» Given exercise: Please copy all of the data below, reproducing every line without any changes.

(Point labeling examples)
########################################

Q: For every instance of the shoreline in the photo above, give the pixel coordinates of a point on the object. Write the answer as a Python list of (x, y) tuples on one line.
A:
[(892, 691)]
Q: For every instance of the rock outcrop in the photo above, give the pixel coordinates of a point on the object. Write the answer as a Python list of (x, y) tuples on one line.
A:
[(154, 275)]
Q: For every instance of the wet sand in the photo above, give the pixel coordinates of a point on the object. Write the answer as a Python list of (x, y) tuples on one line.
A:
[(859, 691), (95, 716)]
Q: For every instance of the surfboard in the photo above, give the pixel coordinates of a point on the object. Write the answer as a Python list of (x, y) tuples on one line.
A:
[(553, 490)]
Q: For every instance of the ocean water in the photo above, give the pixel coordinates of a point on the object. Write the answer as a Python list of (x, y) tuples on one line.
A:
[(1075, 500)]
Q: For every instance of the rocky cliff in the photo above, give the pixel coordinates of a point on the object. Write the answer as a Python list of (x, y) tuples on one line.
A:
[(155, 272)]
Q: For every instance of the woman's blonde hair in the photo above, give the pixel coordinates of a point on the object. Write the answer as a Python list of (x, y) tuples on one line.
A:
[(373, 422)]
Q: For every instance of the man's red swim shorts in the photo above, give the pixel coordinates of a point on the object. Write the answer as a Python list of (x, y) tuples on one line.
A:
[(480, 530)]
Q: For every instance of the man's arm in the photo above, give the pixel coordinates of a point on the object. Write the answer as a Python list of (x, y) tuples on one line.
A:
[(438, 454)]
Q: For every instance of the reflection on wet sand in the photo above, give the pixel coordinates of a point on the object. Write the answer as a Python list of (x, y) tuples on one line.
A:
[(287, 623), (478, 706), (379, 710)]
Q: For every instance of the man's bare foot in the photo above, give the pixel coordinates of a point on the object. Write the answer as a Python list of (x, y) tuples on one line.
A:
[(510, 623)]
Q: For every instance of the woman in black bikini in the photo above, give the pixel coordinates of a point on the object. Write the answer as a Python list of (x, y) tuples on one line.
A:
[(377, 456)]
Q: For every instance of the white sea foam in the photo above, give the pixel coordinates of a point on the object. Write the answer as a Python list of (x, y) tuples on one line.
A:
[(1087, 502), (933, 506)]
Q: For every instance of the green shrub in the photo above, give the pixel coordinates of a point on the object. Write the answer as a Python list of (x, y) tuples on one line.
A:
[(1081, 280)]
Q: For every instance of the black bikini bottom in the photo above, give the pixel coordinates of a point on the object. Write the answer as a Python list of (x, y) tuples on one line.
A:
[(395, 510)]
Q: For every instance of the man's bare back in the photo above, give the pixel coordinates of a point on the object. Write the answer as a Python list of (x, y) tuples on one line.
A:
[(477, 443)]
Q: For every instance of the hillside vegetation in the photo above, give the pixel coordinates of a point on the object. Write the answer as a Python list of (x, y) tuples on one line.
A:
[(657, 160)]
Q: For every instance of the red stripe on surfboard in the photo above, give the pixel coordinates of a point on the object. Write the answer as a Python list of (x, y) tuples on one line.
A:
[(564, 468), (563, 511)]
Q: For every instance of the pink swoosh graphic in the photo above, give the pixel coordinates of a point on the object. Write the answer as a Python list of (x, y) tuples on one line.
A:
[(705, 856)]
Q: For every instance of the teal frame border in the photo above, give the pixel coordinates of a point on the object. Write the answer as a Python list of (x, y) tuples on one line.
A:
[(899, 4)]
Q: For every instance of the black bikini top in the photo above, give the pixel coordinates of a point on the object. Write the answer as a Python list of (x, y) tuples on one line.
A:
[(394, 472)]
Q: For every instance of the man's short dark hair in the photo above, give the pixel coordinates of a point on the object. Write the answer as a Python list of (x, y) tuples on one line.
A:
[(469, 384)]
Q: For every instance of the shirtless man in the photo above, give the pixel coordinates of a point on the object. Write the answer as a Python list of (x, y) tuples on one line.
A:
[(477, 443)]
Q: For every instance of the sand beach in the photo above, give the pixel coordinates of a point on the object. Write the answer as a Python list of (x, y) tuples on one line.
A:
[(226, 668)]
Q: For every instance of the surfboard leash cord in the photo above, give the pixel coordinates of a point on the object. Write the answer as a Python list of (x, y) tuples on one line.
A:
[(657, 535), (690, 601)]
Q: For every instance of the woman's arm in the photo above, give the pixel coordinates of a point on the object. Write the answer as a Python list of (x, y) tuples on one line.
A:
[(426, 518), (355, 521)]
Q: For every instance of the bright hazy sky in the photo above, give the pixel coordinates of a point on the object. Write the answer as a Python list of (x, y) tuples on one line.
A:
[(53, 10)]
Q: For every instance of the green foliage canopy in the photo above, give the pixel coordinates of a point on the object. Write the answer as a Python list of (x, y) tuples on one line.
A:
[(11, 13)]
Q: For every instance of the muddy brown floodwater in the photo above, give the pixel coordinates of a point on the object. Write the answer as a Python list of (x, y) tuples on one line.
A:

########################################

» Result of this exercise:
Q: For every instance of the shoreline in the photo above, give the pixel coordinates of a point on the object. Write the answer as a Python list of (x, y) tuples on one line.
A:
[(892, 691)]
Q: For every instance of the rock outcrop in the photo above, give the pixel coordinates of a point on the object. Write the answer as a Python list of (x, y) tuples on one line.
A:
[(154, 275)]
Q: For every instance of the wet sand in the photo above, give the pixel coordinates of a point on the object. Write the answer as a Python list of (x, y) tuples on one line.
A:
[(859, 691), (95, 716)]
Q: For every instance of the surfboard in the photo above, give the pixel coordinates of a point on the object. Write the answer as a Python list of (x, y) tuples on one line.
A:
[(553, 490)]
Q: For every instance of the ocean water in the photo above, give the pixel coordinates of a point on the object. Write the answer as a Python list of (x, y) tuples on one line.
A:
[(1075, 500)]
Q: For every instance of the rocky cliff in the photo above, give the pixel coordinates of a point on the object. Write the answer as a Python list of (x, y) tuples on one line.
A:
[(155, 272)]
Q: For every instance of the woman's blonde hair in the photo above, give the pixel coordinates of a point on the object. Write the answer as a Python list of (x, y) tuples on one line.
A:
[(373, 422)]
Q: For every instance of the man's red swim shorts in the photo above, give the pixel coordinates of a point on the object. Write the answer as a Python list of (x, y) tuples on one line.
A:
[(480, 530)]
Q: For every instance of the man's arm in the photo above, give the pixel coordinates of a point on the object. Write the answer as a Python list of (x, y) tuples on one line.
A:
[(438, 454)]
Q: For every instance of the reflection on wet sand in the photo above, give the pixel coordinates of a point on the object. Write the answer as a Python list of (x, y) tuples on one line.
A:
[(287, 623), (478, 706), (379, 710)]
Q: For every instance of the man's bare foot in the photo above, give the pixel coordinates of a point on the object. Write the answer as a Python list of (x, y) tuples on one line.
A:
[(510, 623)]
Q: For every instance of the woman in black bikini in the photo above, give the pixel coordinates of a point on the object. Write the answer as a Python list of (x, y) tuples on one line.
A:
[(377, 456)]
Q: For every instance of the white sea foam in the photo above, give the pixel coordinates of a point on the object. Write the answer as a Python list of (x, y) tuples on one line.
A:
[(1087, 502), (933, 506)]
Q: For every instance of the green shrub in the photo above, give the pixel coordinates of a point on the object. Write the answer as a Python list of (x, y) tuples on one line.
A:
[(1081, 280)]
Q: For every instance of the black bikini bottom in the photo above, give the pixel coordinates of a point on the object. Write the answer as a Python list of (x, y) tuples on one line.
A:
[(395, 510)]
Q: For every instance of the man's bare back in the photo above, give the pixel coordinates of a point on the object. Write the answer as a Python list of (x, y) tuples on one line.
A:
[(477, 443)]
Q: For every instance of the hillside vegetation in the photo above, give the pixel coordinates of a point on the object. Write the answer as a Python list of (x, y) tuples on one line.
A:
[(657, 160)]
Q: For every instance of the red stripe on surfboard in the photo above, give the pixel coordinates of a point on the object. Write the answer as a Python list of (x, y) tuples on one line.
A:
[(564, 468), (563, 511)]
Q: For every instance of the pink swoosh graphic in the photo above, give the pixel coordinates of a point on the object. Write the answer as a Python list of (x, y) tuples on one line.
A:
[(705, 856)]
Q: For every instance of the teal frame border in the photo above, give the pixel coordinates of a point on the object. Write the answer as a Python list of (x, y) tuples on one line.
A:
[(899, 4)]
Q: For every instance of the black bikini top in the photo above, give the pixel coordinates of a point on the object. Write the answer as a Python list of (x, y) tuples on one line.
A:
[(394, 472)]
Q: For every instance of the man's short dark hair in the photo above, give the pixel coordinates of a point on the object. Write the answer as a Python list of (x, y) tuples on one line.
A:
[(469, 384)]
Q: For every instance of the shirtless man in the photo above, give the pixel coordinates of a point on the object. Write the answer as a Python list of (x, y) tuples on one line.
A:
[(477, 443)]
Q: For every instance of the sand beach in the photo above, give the pixel coordinates of a point on the object. Write the answer as a Python list of (x, y) tuples on one line.
A:
[(226, 668)]
Q: For every instance of the surfboard leash cord in the photo above, give the pixel coordinates of a point on the object. Write the answer as a Python list of (x, y) tuples on one line.
A:
[(657, 535), (690, 601)]
Q: For every instance of the woman's arm in the photo above, give the pixel coordinates of a point on the object. Write the answer as a Python list of (x, y) tuples on one line.
A:
[(426, 518), (355, 521)]
Q: For every instance of the bright hazy sky in the photo above, give the pixel coordinates of a point on the object. Write the answer as a Python list of (x, y) tuples on one line.
A:
[(53, 10)]
Q: For every instance of the green foliage canopy in the photo above, give the pixel coordinates of a point on the object. Write the answer as a Python list of (x, y) tuples on one line.
A:
[(11, 13)]
Q: For every instance of the muddy brown floodwater in the photo above, give the pixel coordinates of a point on the object. Write the answer as a Python list of (x, y) tuples on one line.
A:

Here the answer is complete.